• **REQUIRED WORK**
Each entry in the material below should be copied without any alteration.

• **EXTRACTED MATERIAL**

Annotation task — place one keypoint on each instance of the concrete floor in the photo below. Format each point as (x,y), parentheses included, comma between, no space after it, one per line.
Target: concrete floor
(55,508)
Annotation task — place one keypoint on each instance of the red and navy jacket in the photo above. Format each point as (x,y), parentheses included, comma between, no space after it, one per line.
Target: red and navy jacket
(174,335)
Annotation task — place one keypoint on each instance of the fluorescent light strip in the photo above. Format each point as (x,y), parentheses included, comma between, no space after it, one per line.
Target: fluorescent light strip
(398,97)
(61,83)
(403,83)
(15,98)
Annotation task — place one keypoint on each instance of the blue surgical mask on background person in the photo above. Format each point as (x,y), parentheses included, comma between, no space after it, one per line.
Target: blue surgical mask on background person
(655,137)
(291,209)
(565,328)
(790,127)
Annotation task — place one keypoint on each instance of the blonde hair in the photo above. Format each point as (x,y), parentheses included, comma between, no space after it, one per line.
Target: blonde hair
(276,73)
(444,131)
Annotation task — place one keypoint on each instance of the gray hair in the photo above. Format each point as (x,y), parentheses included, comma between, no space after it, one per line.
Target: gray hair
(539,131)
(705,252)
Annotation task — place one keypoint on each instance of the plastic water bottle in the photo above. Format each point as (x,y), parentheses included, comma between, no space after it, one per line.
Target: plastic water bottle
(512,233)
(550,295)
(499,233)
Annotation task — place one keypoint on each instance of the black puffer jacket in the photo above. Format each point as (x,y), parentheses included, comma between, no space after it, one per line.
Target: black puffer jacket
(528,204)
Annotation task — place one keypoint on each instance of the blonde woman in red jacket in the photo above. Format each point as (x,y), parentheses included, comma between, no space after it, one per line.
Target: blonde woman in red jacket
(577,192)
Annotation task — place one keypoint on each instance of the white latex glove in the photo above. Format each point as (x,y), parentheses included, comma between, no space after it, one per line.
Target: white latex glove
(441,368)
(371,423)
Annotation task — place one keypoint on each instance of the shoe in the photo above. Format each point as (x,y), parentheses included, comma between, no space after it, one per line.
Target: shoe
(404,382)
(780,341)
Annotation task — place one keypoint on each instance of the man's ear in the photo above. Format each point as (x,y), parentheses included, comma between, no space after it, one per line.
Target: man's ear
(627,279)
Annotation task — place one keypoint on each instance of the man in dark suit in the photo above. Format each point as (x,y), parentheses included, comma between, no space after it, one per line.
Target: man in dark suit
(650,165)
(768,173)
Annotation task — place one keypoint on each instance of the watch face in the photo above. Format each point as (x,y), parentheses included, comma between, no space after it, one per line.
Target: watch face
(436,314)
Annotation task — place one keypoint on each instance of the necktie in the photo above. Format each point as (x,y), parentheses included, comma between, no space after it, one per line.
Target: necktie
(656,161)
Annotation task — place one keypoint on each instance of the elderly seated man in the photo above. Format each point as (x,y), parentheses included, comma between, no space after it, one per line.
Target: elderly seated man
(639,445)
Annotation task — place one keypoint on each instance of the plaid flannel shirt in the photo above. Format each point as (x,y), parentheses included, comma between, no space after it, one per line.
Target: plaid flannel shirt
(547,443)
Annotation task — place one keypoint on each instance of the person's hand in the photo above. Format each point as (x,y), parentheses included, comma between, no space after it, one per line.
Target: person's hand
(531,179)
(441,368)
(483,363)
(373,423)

• **WRITTEN REPLY**
Annotation task — place one keypoint on each instance of the concrete floor in the photo below. Format each point as (x,y), parentheses included, comma between, no space after it, one per line.
Target: concrete floor
(55,508)
Annotation task — place one keypoint on each instance of the red and navy jacket in the photo above. Format each point as (x,y), parentheses included, comma between, no space after it, one per line.
Target: red and navy jacket
(174,335)
Annotation task — place one keypoint on each instance of the fluorescent light strip in the photo above. Format each point as (x,y), parentheses included, comma between, no space after it, one per line.
Target: fluorescent light strip
(398,97)
(61,83)
(403,83)
(15,98)
Annotation task — place one keypoint on each instance of the blue surgical mask on background person in the photo above. Format each point as (x,y), parentheses included, comma between, no space after it, one per line.
Target: blue surgical mask on background person
(655,137)
(291,209)
(565,328)
(790,127)
Annotation task — place one keypoint on each instance of the blonde hair in the photo above. Format each point as (x,y), parentheses included, comma between, no space after it, one per line.
Target: blonde hair
(276,73)
(444,131)
Annotation task — place one keypoint on each instance of the gray hair in the photo above. Format each point as (x,y), parentheses included, comma between, no space after it, one per line.
Target: gray hair
(539,131)
(705,252)
Annotation task — place one keypoint on each instance of the plastic water bottle in the photo above. Format each point as (x,y), parentheses included, comma between, no space after it, one per line.
Target: plastic water bottle
(512,233)
(550,295)
(499,233)
Annotation task — place one keypoint on each instance of the black puffer jacket in the photo above. Format each point as (x,y), parentheses included, comma between, no space after it, one per line.
Target: black puffer jacket
(528,204)
Annotation task — place one keypoint on each instance of the blonde woman in red jacket in the photo above. Format each point as (x,y), parentheses included, comma between, no space after it, one per line.
Target: blonde woman in red jacket
(577,192)
Annotation task — place one keypoint on each instance of the white latex glove in the photo above. Format each point as (x,y), parentheses included, comma between, no space after it, one per line.
Target: white latex glove
(441,368)
(371,423)
Annotation task — place one keypoint on each instance of the shoe in the photo above. Format each point as (x,y), parentheses included, comma between, no space after it, one per line.
Target: shoe
(404,382)
(780,341)
Annotation task — place one keypoint on each instance of the man's ear in the photo above. Format each point as (x,y), parentheses included, comma between, no space after it, one per line.
Target: man's ear
(627,279)
Annotation task — place one keypoint on each instance of the man in dark suit in the photo above. Format each point as (x,y), parentheses included, comma between, no space after it, one per line.
Target: man in dark suit
(650,165)
(768,173)
Annotation task — place one keypoint on each instance of the watch face in the photo above. Format each point as (x,y), parentheses included, comma between, no space after it, one per line.
Target: watch face
(436,314)
Annotation task — place one keypoint on each instance of the necktie in the photo above. Format each point as (x,y), parentheses included, comma between, no space after it, one per line.
Target: necktie
(656,161)
Annotation task — place one keypoint on each instance of the elderly seated man in the photo above. Format each point as (x,y), parentheses included, comma between, no space after it, one per line.
Target: elderly seated man
(639,445)
Annotation task — place one keypoint on each instance of the plaid flannel shirt in the photo above. Format each point as (x,y), parentheses included, comma between, no space after it, one per line.
Target: plaid flannel shirt
(547,443)
Annotation task — place one keypoint on each instance of the person's hand in the photo above. Format each point as (x,y), parentheses included, comma between, no space after it, one per line.
Target: person's hand
(531,179)
(441,368)
(483,363)
(373,423)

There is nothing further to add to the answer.